Exercise aim: Report every line in the items below that contains the word "Example", copying each one in full. Case counts.

╭─ Entries provided

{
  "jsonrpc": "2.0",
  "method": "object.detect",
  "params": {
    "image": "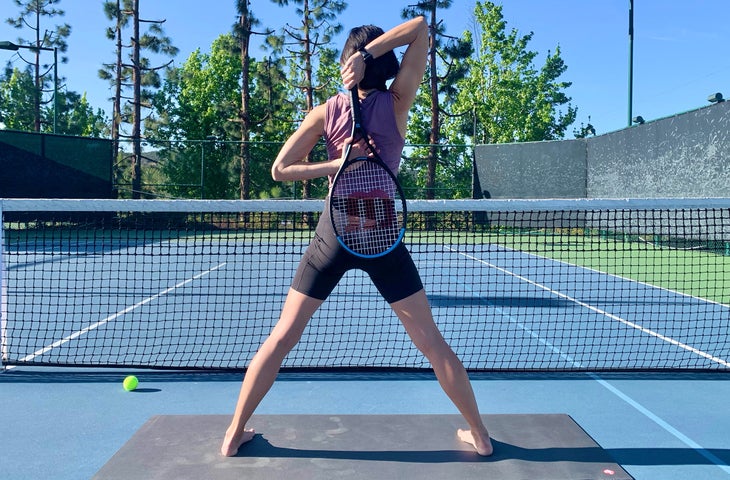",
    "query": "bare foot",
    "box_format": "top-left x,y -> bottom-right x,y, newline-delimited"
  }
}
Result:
456,429 -> 494,457
221,428 -> 256,457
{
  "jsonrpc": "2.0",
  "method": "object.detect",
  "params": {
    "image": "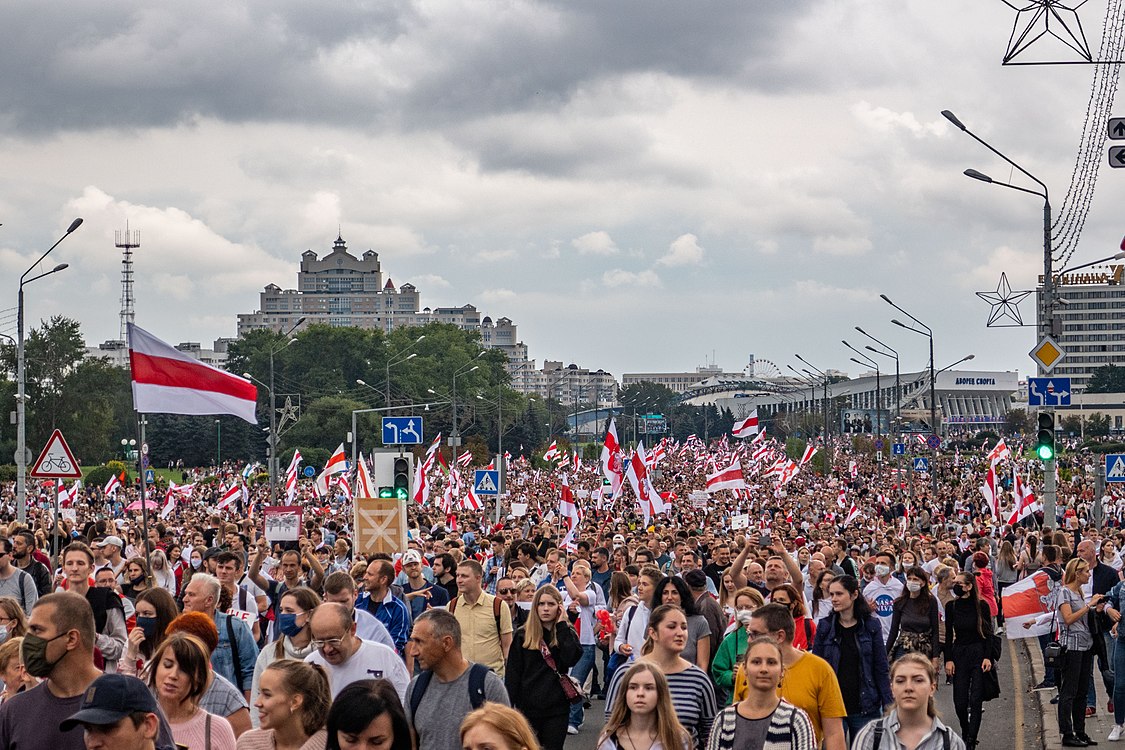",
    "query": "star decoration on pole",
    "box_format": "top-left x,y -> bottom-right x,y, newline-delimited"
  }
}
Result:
1004,0 -> 1094,64
977,273 -> 1032,328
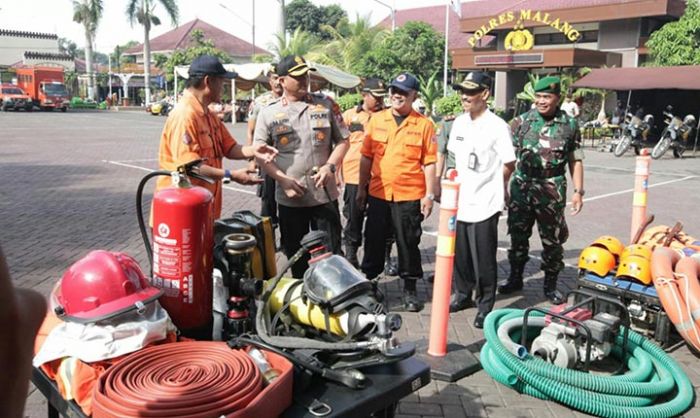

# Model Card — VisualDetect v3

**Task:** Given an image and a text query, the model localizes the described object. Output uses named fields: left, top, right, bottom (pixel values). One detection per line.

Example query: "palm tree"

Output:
left=269, top=28, right=318, bottom=59
left=418, top=70, right=442, bottom=116
left=318, top=14, right=390, bottom=73
left=126, top=0, right=178, bottom=105
left=73, top=0, right=102, bottom=100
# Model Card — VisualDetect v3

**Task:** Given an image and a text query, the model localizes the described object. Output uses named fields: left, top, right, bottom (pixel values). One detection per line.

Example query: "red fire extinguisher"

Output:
left=137, top=160, right=214, bottom=339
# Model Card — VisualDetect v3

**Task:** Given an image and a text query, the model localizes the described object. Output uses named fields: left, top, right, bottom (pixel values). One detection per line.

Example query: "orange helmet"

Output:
left=578, top=245, right=616, bottom=277
left=51, top=250, right=163, bottom=323
left=620, top=244, right=651, bottom=260
left=615, top=255, right=651, bottom=285
left=591, top=235, right=625, bottom=257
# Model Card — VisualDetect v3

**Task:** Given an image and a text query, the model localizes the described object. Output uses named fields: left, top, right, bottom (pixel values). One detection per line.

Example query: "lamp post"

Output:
left=219, top=0, right=255, bottom=61
left=374, top=0, right=396, bottom=32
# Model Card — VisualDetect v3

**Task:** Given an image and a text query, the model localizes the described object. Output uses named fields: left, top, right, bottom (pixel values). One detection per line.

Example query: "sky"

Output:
left=0, top=0, right=454, bottom=53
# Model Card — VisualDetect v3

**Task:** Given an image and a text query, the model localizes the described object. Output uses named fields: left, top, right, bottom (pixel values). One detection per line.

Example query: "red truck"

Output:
left=17, top=67, right=69, bottom=112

╰─

Solution for this task:
Example query: "palm tree"
Example query: "red fire extinguisher"
Example query: "orange helmet"
Example query: "lamp post"
Example query: "sky"
Example query: "red truck"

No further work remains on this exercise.